**Your goal**
Each record that follows should be repeated exactly, with no pictures carried over.

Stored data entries
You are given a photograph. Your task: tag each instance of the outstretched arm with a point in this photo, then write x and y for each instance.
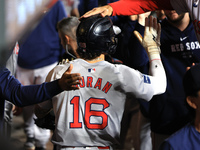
(12, 90)
(151, 43)
(129, 7)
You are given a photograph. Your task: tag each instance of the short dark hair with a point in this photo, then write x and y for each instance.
(68, 26)
(191, 81)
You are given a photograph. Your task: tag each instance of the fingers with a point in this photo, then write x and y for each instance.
(146, 30)
(103, 10)
(69, 69)
(138, 35)
(159, 33)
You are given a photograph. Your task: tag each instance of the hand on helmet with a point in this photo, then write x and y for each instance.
(151, 39)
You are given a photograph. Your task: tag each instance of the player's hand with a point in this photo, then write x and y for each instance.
(70, 81)
(151, 39)
(103, 10)
(17, 110)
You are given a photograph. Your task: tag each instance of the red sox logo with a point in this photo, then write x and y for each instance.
(197, 26)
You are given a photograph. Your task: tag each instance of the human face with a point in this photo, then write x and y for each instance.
(173, 17)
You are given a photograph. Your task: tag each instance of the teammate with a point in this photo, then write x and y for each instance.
(91, 117)
(38, 54)
(131, 7)
(12, 90)
(187, 138)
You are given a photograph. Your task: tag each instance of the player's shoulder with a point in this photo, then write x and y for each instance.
(59, 69)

**Response to the task**
You are given a photograph. Your task: tag each instance of the outstretched arm with a point in this photo, then write x and y for each instance.
(12, 90)
(151, 43)
(129, 7)
You are given a photograph. Your task: tag each instance of the short dark hair with a point in this photo, then write x and y for each instance.
(68, 26)
(191, 81)
You are given a photograph. Your task: tag each instance of the fingers with a point in this photo, then write x and y for each instance.
(146, 30)
(103, 10)
(69, 69)
(138, 35)
(159, 33)
You are given a photograph. Your task: tag each instance of the hand on helmet with a point in this photo, then write x and y for each instance.
(151, 39)
You are given a photograph. Your task: tag each instance of the player's hand with a point in this photo, then write x and y for each instance.
(70, 81)
(151, 39)
(103, 10)
(17, 110)
You are given a photograph. Your task: tag each instance of the red sox logo with a point in this photo, then write x and y for each instance.
(197, 26)
You are given a photograph. Your task: tag each instance of the human face with a point in this photo, then write x and y for each instance.
(173, 17)
You are given a photograph. Your task: tag each instance of the teammate with a point in this photo, then write x and y for each instance.
(91, 117)
(38, 54)
(131, 7)
(12, 90)
(187, 138)
You are given a photograph. Your task: tag each instance of the player's shoulder with a point in this photo, then write x and y for each instance.
(59, 69)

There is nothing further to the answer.